» **Given exercise A**
Copy the rows below verbatim, from the line containing "the red fire" up to and including the line containing "[[453, 203], [432, 217]]".

————

Teaching in New Zealand vs. teaching in Canada. Can you talk more about the differences you encountered? 

I think some of it’s just that I’m really familiar with the cultural context in New Zealand. So, I tend to be a professor who tries to make things as fun as I can. Often I’m dealing with really intense subjects. I teach a lot about colonialism, colonial trauma, you know? These sorts of really hard topics. One of the ways in which I’ve always dealt with teaching that is to try and bring a little bit of levity that releases some of that burden. I know that I can do that in New Zealand because I’m so comfortable with the cultural context. Some of being here is learning where those boundaries are between what’s levity to break the tension and what’s levity that someone might actually find really hurtful or offensive. 

… On a whole I was a bit worried that Canadian students wouldn’t be as responsive. Kiwis, we joke about ourselves a lot. We joke about everything. That’s kind of the Kiwi way. I was like, “Is that going to work in Canada?” But I don’t think my students are finding it too strange. 

I was reading your course description for ANTH 299I: Fantastic & Speculative Worlds. I noticed it was quite vague and it varies each semester. What did you have planned for this semester?

What Fantastic & Speculative Worlds is, is a kind of study of the intersection between speculative fiction and anthropology. It’s looking at how both science fiction and fantasy posit the same kind of questions that anthropology posits. What does it mean to be human? What is culture? How do we describe culture? How do we account for cultural difference? It’s exploring all those big issues. Students are writing — this is the [class] I have an essay for — they have to write an ethnographic essay about N.K. Jemisin’s The Fifth Season; it’s a fantasy novel. They have to practise applying anthropology to a fantasy world. Think about concepts like caste, power, belonging — these big concepts. They have to apply it to the world that’s created in there.

I was really interested when I saw your work in VR and using VR to empower Indigenous storytelling. Can you give us an idea of why VR in particular works so well for this?

That was definitely the best job I’ve ever had — sorry UFV. I was literally paid to find Indigenous VR projects, get access to them, and try them, and write up notes on them. That was my job. Best job ever. 

We created a database called fourthVR. A lot of discussions that happen at the moment are talking about how there aren’t enough people or Indigenous people with the skills to do VR. And so we are like, “Okay. Well, let’s map what’s happening.” And we went into it thinking there won’t be that many, but what we found is a massive, massive number. Way more than we ever expected, which was really challenging those ideas. But also what I found, which was an unintended consequence through doing these VRs, was how, in a way, they allow for a really different experience of storytelling than even film does. 

… There’s something about VR that really grounds you in that experience. And the research that I’m working on at the moment is thinking about how that relates back to Indigenous experiences of time and narrative. For Maori we have this concept of wa, and wa is like time and space merged. It’s not time and space together; it’s just there’s no difference between the two. It’s also past, present, and future at the same time. So, when we talk about walking in wa, we’re talking about the fact that we’re present with our past, our ancestors, our future generations, and ourselves. And to me that’s what VR does.

————

» **Given exercise B**
Answer these questions about the interview on teaching and VR:
(i) Which novel do students write an ethnographic essay about?
(ii) What is the name of the database that was created?
(iii) Which Maori concept merges time and space?

————

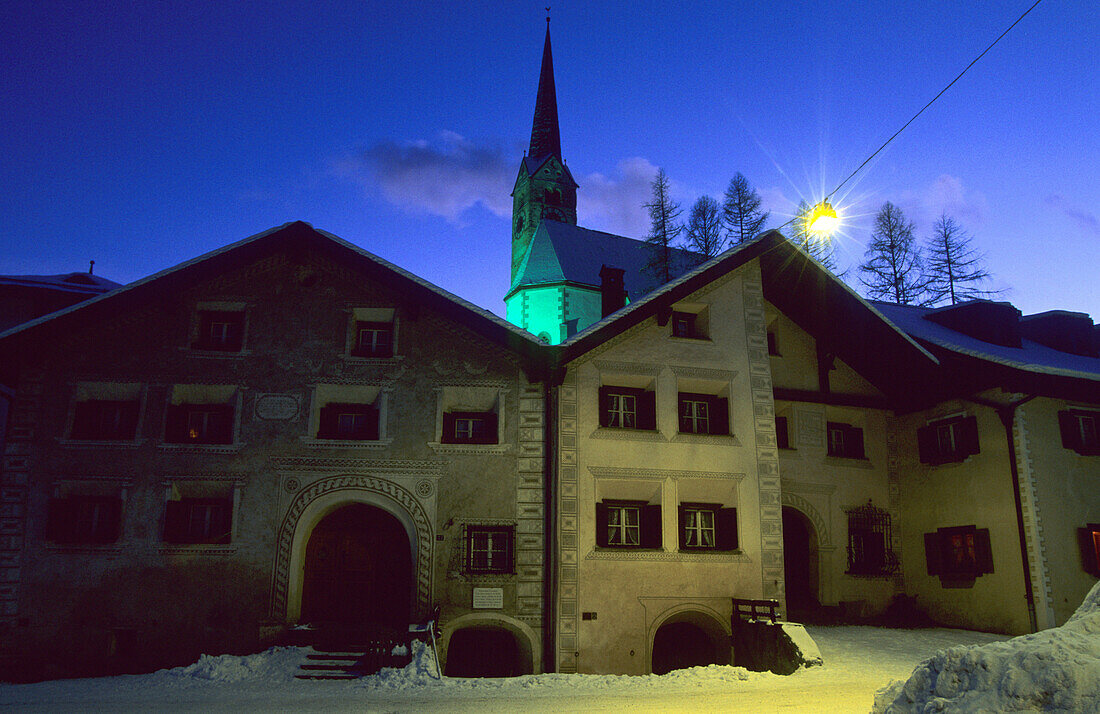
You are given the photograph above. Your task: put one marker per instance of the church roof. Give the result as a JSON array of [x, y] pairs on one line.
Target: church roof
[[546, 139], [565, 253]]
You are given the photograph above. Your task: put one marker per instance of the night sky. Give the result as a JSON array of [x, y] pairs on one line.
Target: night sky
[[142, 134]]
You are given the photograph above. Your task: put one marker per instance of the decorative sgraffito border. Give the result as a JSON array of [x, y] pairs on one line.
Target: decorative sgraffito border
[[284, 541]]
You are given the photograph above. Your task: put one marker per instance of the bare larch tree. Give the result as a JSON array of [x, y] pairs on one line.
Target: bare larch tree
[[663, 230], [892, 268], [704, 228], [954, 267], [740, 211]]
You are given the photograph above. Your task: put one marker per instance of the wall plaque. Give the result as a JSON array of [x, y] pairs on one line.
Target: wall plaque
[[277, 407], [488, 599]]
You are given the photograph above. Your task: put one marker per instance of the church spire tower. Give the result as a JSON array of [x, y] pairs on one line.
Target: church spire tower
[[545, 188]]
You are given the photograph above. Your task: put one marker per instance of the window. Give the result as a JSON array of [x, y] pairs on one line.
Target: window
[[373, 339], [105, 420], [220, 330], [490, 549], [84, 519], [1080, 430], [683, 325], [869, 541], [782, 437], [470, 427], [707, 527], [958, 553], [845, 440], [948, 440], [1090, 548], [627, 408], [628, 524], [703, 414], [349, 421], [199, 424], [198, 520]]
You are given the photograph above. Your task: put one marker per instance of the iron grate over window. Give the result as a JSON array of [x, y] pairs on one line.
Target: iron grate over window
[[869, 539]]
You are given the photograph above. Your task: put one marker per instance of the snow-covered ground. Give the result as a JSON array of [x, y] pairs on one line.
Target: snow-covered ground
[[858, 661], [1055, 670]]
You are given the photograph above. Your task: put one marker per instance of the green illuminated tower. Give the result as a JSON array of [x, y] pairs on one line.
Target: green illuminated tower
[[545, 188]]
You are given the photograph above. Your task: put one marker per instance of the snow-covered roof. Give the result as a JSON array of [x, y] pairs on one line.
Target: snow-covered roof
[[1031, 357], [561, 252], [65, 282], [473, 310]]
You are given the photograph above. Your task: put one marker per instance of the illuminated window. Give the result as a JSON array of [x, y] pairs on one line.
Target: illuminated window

————

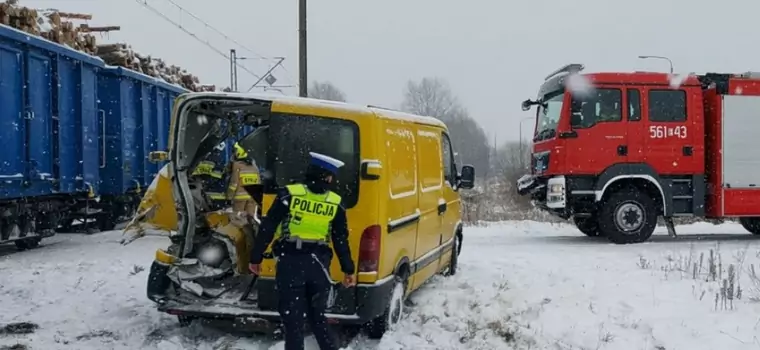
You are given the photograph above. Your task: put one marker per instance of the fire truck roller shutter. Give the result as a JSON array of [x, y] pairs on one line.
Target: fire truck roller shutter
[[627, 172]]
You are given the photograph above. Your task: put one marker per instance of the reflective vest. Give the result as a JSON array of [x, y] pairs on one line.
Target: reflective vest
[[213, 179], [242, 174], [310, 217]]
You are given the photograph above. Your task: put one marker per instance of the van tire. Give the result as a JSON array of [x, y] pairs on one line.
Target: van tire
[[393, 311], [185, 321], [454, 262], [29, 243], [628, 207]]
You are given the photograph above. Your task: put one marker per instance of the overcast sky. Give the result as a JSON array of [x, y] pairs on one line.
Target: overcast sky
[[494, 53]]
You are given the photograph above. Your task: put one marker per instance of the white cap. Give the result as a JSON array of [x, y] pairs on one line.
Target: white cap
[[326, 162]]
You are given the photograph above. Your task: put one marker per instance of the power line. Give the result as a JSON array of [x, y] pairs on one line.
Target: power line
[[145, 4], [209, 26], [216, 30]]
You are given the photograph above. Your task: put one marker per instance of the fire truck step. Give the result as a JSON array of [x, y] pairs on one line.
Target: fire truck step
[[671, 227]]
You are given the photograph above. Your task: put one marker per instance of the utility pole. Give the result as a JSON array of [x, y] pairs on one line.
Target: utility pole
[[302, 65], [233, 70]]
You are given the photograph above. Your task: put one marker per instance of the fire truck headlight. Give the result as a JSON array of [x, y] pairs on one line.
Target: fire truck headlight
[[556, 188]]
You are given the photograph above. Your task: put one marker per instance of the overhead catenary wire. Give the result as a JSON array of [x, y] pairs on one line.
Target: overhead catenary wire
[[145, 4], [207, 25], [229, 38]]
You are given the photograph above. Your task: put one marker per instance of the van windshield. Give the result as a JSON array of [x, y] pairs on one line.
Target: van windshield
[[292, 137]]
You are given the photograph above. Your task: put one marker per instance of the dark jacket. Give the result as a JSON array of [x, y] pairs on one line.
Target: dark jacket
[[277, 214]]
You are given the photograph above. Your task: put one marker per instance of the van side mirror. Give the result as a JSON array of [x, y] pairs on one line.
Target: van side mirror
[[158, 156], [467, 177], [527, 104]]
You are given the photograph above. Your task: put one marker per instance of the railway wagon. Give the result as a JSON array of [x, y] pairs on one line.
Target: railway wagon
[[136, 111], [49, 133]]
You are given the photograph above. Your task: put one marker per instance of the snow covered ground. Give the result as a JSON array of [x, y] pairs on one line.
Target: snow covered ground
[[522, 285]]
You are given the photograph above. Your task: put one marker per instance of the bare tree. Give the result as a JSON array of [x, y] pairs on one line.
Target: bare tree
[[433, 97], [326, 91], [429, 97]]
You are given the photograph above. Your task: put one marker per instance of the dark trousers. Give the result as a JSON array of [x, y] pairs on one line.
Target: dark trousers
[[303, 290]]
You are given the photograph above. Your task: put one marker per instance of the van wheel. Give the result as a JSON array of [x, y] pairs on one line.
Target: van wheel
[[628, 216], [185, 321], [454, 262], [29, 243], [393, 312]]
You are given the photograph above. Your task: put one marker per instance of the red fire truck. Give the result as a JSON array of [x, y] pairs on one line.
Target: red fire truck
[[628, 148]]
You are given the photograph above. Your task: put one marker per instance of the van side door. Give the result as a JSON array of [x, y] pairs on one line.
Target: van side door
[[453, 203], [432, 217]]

————

» **Correct answer A**
You are given the photograph above. Your task: put one marker per instance of the red fire truck. Give the result as a JSON array of [x, y] pairs on one line.
Target: red fire truck
[[628, 148]]
You are given the photograph above. Your task: put one marker per instance of the van side door. Give the result as a JSON array of [x, y] pairs on one line.
Target: van side door
[[453, 203], [432, 217]]

» **Correct answer B**
(i) N.K. Jemisin's The Fifth Season
(ii) fourthVR
(iii) Wa